◆ **PROBLEM**
The exercise calls for the lines from the one containing "Target: bowl rim" to the end of the data below to be output exactly, pictures excluded.

------------------------------------------------------------

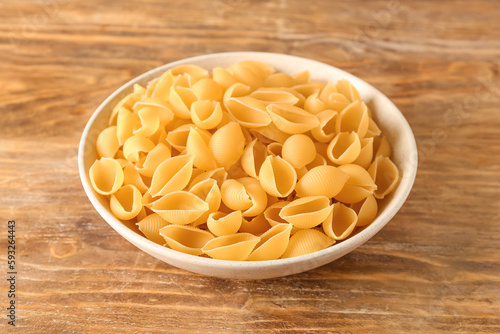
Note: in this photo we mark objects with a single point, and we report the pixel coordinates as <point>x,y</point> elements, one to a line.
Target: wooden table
<point>434,268</point>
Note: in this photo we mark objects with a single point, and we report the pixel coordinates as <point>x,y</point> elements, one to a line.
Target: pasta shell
<point>385,174</point>
<point>154,158</point>
<point>107,143</point>
<point>227,145</point>
<point>359,185</point>
<point>345,88</point>
<point>299,150</point>
<point>272,244</point>
<point>181,99</point>
<point>279,80</point>
<point>325,131</point>
<point>125,123</point>
<point>353,118</point>
<point>198,148</point>
<point>235,247</point>
<point>269,134</point>
<point>180,207</point>
<point>277,95</point>
<point>366,209</point>
<point>321,181</point>
<point>106,176</point>
<point>291,119</point>
<point>223,78</point>
<point>220,223</point>
<point>366,154</point>
<point>150,227</point>
<point>206,114</point>
<point>257,195</point>
<point>126,202</point>
<point>253,157</point>
<point>305,242</point>
<point>132,176</point>
<point>337,102</point>
<point>314,105</point>
<point>341,222</point>
<point>382,147</point>
<point>218,174</point>
<point>172,175</point>
<point>136,144</point>
<point>207,89</point>
<point>306,212</point>
<point>235,196</point>
<point>208,191</point>
<point>277,177</point>
<point>249,112</point>
<point>344,148</point>
<point>178,137</point>
<point>256,226</point>
<point>149,121</point>
<point>186,239</point>
<point>319,160</point>
<point>275,149</point>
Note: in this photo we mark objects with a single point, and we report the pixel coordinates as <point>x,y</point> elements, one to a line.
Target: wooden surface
<point>434,268</point>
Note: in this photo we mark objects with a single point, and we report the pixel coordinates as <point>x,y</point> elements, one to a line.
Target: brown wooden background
<point>434,268</point>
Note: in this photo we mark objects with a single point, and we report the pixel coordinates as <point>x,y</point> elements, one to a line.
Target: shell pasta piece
<point>385,174</point>
<point>305,242</point>
<point>272,244</point>
<point>186,239</point>
<point>235,247</point>
<point>243,162</point>
<point>341,222</point>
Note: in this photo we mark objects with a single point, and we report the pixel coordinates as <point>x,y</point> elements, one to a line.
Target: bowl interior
<point>388,117</point>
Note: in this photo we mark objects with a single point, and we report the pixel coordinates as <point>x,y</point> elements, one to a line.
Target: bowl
<point>387,115</point>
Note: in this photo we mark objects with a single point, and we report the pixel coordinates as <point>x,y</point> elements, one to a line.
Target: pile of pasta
<point>244,162</point>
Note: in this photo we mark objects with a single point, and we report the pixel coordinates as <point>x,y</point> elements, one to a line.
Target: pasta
<point>243,163</point>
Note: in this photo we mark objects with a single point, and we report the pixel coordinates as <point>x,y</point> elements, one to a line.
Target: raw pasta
<point>244,163</point>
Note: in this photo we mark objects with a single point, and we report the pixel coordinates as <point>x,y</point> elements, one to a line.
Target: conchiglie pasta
<point>299,150</point>
<point>305,242</point>
<point>235,247</point>
<point>106,176</point>
<point>180,207</point>
<point>306,212</point>
<point>150,226</point>
<point>126,202</point>
<point>272,244</point>
<point>322,181</point>
<point>385,174</point>
<point>186,239</point>
<point>244,162</point>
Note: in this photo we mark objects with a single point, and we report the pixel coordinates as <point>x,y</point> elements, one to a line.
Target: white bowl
<point>390,119</point>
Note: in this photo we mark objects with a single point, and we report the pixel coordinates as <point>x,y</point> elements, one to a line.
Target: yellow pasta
<point>306,212</point>
<point>236,247</point>
<point>186,239</point>
<point>244,162</point>
<point>299,150</point>
<point>106,176</point>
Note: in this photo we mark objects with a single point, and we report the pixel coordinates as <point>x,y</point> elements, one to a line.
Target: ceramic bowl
<point>387,115</point>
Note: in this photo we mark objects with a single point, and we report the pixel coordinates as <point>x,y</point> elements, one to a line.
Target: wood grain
<point>435,268</point>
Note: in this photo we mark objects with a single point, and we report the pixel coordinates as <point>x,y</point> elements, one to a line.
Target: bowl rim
<point>343,247</point>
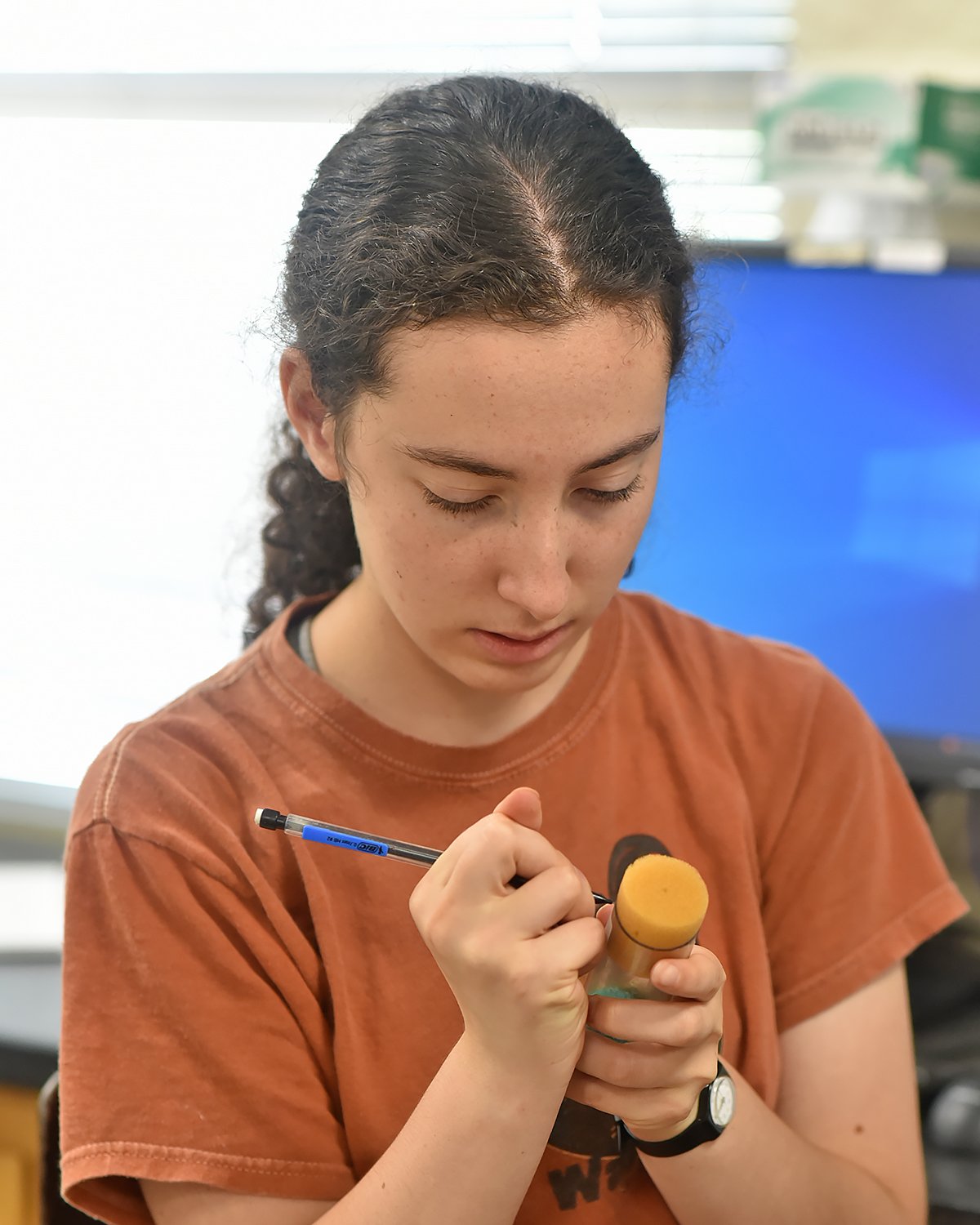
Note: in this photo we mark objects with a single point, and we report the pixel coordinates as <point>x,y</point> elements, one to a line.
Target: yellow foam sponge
<point>662,902</point>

------------------------------------------------------------

◆ **PROBLEM SOLUTION**
Target: bowl rim
<point>343,247</point>
Note: in this photo we mark objects with a single point, and we report the pixel coordinates as <point>x,y</point> elements, one to a line.
Target: yellow foam sponge
<point>662,902</point>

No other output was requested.